§ Directions for this task
Copy only the listing lines, starting with the line that contains "[locate] the wooden beam" and going on through the line that contains "x=323, y=125". Change every "concrete" to "stone" and leave all else unchanged.

Position annotation listing:

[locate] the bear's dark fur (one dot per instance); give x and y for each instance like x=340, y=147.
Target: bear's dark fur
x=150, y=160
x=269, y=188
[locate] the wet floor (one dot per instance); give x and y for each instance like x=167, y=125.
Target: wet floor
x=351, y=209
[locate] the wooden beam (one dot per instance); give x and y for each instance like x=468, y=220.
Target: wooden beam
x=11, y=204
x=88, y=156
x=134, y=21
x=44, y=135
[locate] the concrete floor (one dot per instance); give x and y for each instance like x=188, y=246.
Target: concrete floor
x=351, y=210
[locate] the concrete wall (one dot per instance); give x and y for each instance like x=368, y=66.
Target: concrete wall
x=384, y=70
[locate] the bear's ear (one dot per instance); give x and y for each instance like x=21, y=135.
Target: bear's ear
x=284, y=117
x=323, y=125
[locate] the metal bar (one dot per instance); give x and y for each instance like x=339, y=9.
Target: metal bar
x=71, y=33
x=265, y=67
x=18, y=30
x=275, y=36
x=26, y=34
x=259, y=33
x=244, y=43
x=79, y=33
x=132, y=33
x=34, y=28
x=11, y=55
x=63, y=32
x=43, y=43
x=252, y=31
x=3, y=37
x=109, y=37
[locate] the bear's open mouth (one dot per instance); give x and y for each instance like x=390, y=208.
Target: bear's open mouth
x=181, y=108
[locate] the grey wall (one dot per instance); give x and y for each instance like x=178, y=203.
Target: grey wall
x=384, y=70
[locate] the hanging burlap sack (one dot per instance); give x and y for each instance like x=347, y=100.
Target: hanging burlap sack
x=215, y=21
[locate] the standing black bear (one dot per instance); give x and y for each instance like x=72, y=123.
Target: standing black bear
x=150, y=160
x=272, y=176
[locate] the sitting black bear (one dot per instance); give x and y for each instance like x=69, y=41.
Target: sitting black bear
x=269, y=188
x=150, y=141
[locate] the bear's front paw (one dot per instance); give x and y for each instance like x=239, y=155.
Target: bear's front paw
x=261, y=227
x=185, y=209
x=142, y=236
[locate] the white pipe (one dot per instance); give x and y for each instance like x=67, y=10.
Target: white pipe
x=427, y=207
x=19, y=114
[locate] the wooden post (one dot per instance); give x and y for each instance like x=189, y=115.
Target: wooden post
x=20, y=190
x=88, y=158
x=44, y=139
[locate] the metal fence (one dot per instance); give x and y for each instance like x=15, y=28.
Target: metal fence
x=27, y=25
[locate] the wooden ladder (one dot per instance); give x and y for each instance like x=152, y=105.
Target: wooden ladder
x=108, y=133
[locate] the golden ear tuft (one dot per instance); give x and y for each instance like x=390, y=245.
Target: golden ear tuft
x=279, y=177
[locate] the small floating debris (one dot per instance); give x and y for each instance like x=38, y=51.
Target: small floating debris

§ Task result
[locate] the wooden beam (one dot per instance); give x and y for each instance like x=468, y=220.
Target: wooden beam
x=11, y=204
x=88, y=156
x=134, y=21
x=44, y=135
[locate] the stone floor (one dot per instance); give x and y for each instance like x=188, y=246.
Target: stone floor
x=351, y=210
[locate] the stone wall (one dot per instance); give x and y for each instance like x=368, y=66.
Target: stone wall
x=384, y=70
[locate] the bear's ear (one dot per instance); give x and y for each instance like x=21, y=135.
Target: bear's ear
x=284, y=117
x=323, y=125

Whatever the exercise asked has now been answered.